■ **What the task requires**: In the forum thread, what option does IggSter say tweakui provides?

■ **Page excerpt**:
Damn, tried and when i pluded the device back in, the error delayed by about 3 seconds, and then there it was again, 
sorry about this but thanks very much


----------



## Conzo137 (Feb 3, 2009)

What if one of the files on the drive isint compatable with my comp, or if one is corrupted or damaged or something?
ould that be it?


----------



## thoughtdisorder (Feb 3, 2009)

Conzo137 said:


> What if one of the files on the drive isint compatable with my comp, or if one is corrupted or damaged or something?
> ould that be it?



Do you know if your Uncle runs Xp also? I'm not sure if that would matter...

And yes, one or more files could be corrupt. Does your Uncle live near by, or is there another computer you could try it on?


----------



## Conzo137 (Feb 3, 2009)

Ya hes running on XP too,
Is there anyway i can get into the device to find the file? if thats the problem?


----------



## IggSter (Feb 3, 2009)

Solution 2:

Download and install tweakui...that has disable autoplay option for all drives.

■ **Dataset excerpt**:
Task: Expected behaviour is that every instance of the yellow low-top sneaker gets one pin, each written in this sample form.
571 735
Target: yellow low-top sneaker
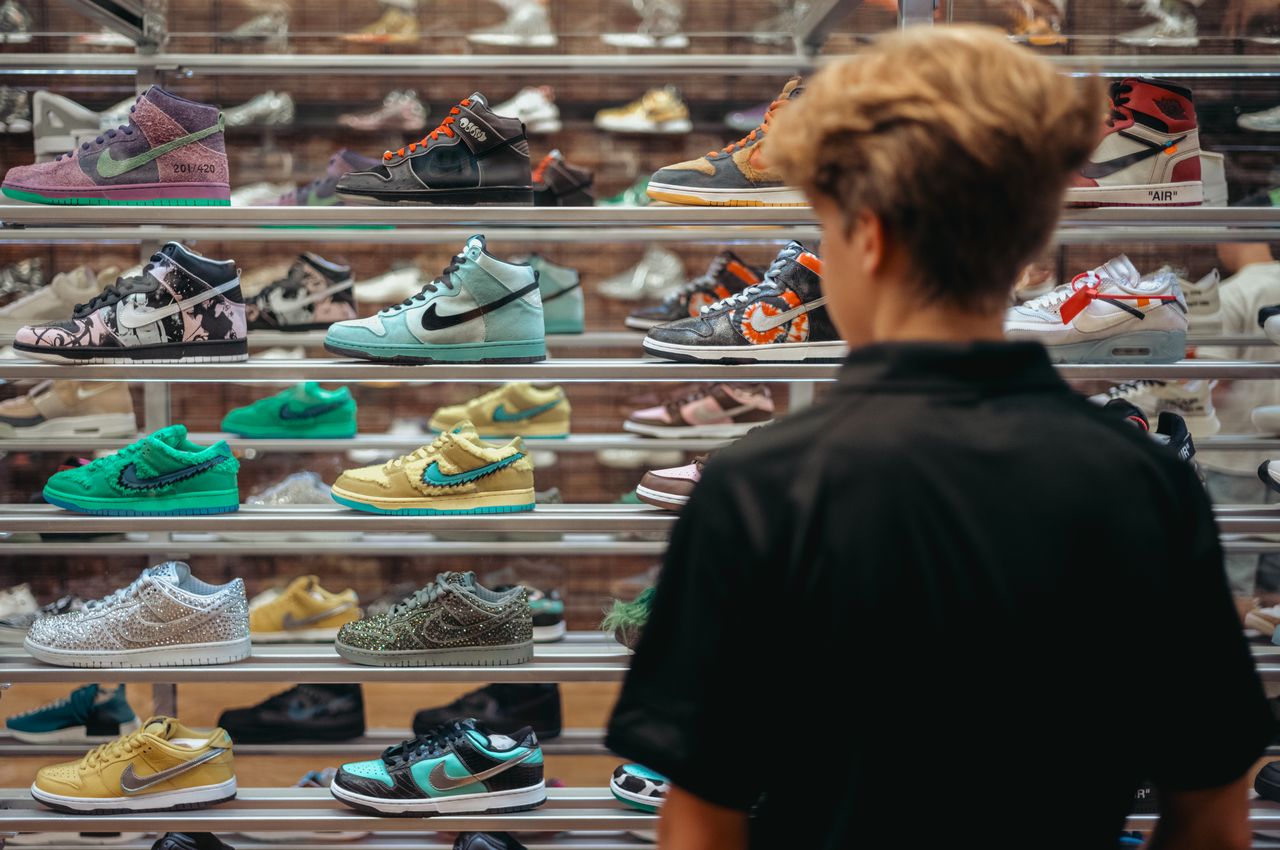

■ **Solution to the problem**: An option to disable autoplay for all drives.